◆ Required tasks:
1. Reproduce everything in the DORA metrics passage from "After researching various" down to "affect organisational performance.".
2. According to the DORA metrics passage, how many technical professionals has the DevOps Research and Assessment group surveyed?
3. Using the DORA metrics passage, explain why smaller deployments are beneficial.

◆ Passage:
☆ ☆ ☆ ☆ ☆ ☆ ☆
In 2021, I started wondering how I could measure the overall improvements in performance in the engineering department. We were in the early stages of a program of work called North Star. North Star was all about making engineering capability more efficient and flexible in responding to the business needs.
After researching various options, we decided on the DORA metrics. They provided us with all the necessary insights to track our success, and benchmark ourselves against a definition of good.
What is DORA?
DORA is the acronym for the DevOps Research and Assessment group: they’ve surveyed more than 50,000 technical professionals worldwide to better understand how the technical practices, cultural norms, and management approach affect organisational performance.
(Take a dive into the latest DORA Report and in the book that summarizes the findings: Accelerate).
What are the metrics we are using?
Cycle Time - Time between the first commit on a merge request to master and production deployment
Deployment Frequency - Deployment Frequency helps identify the rate at which you are delivering new business value to your customers. Smaller deployments have less risk of going wrong and provide an opportunity to deliver value to your customers in shorter iterations, allowing you to learn quicker.
Change Failure Rate - For the primary application or service you work on, what percentage of changes to production or released to users result in degraded service (e.g., lead to service impairment or service outage) and subsequently require remediation (e.g., require a hotfix, rollback, fix forward, patch)
Throughput (Detecting Burnout) - Throughput gives us a sense of the team's bandwidth. It gives us a picture into how much work we can typically accomplish. Teams should aim for consistent throughput.
☆ ☆ ☆ ☆ ☆ ☆ ☆
◆ Source excerpt:
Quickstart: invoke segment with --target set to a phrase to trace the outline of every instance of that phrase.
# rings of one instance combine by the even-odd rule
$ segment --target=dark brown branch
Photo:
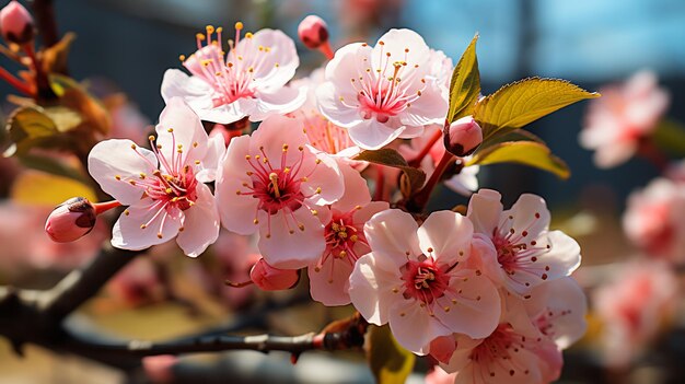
☆ ☆ ☆ ☆ ☆ ☆ ☆
◆ Answers for this exercise:
1.
After researching various options, we decided on the DORA metrics. They provided us with all the necessary insights to track our success, and benchmark ourselves against a definition of good.
What is DORA?
DORA is the acronym for the DevOps Research and Assessment group: they’ve surveyed more than 50,000 technical professionals worldwide to better understand how the technical practices, cultural norms, and management approach affect organisational performance.

2. More than 50,000 technical professionals worldwide.

3. Smaller deployments are less likely to go wrong. They also let you deliver value to customers in shorter iterations, so you learn quicker.